(Stored data)
== Segment start ==

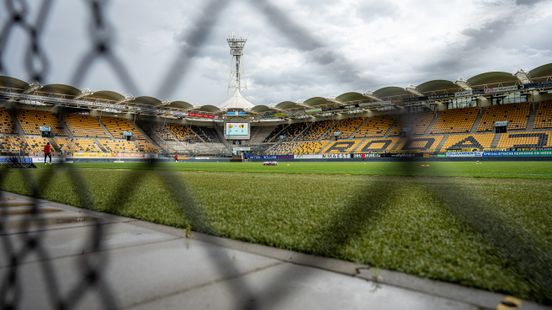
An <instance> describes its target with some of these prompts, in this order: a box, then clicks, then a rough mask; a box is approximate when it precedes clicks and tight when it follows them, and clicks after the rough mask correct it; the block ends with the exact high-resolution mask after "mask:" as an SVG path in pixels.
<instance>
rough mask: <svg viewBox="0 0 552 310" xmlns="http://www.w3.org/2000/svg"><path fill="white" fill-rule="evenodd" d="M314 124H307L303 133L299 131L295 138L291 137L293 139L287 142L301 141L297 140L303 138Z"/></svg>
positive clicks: (299, 140)
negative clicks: (292, 138) (297, 134)
mask: <svg viewBox="0 0 552 310" xmlns="http://www.w3.org/2000/svg"><path fill="white" fill-rule="evenodd" d="M314 124H316V122H311V123H310V124H307V126H305V129H303V131H301V132H300V133H299V134H298V135H296V136H295V137H293V139H291V140H290V141H288V142H295V141H303V140H301V139H299V138H303V136H304V135H305V133H306V132H307V131H310V130H311V127H312V126H314Z"/></svg>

== Segment end ==

Copy out every line of the records above word for word, leaving out the pictures.

▶ **RESULT OF THE TASK**:
An <instance> describes its target with some of these prompts, in this order: a box, then clicks, then a rough mask; a box is approximate when it precedes clicks and tight when it follows them, and clicks after the rough mask correct it; the block ends with the exact high-resolution mask after "mask:" as an SVG path in pixels.
<instance>
rough mask: <svg viewBox="0 0 552 310" xmlns="http://www.w3.org/2000/svg"><path fill="white" fill-rule="evenodd" d="M314 124H307L303 133L299 131L295 138L291 137L293 139L287 142L301 141L297 140L303 138Z"/></svg>
positive clicks: (299, 140)
negative clicks: (292, 138) (297, 134)
mask: <svg viewBox="0 0 552 310" xmlns="http://www.w3.org/2000/svg"><path fill="white" fill-rule="evenodd" d="M314 124H316V122H311V123H310V124H307V126H305V129H303V131H301V132H300V133H299V134H298V135H296V136H295V137H293V139H291V140H290V141H288V142H295V141H303V140H301V139H299V138H303V136H304V135H305V133H306V132H307V131H310V130H311V127H312V126H314Z"/></svg>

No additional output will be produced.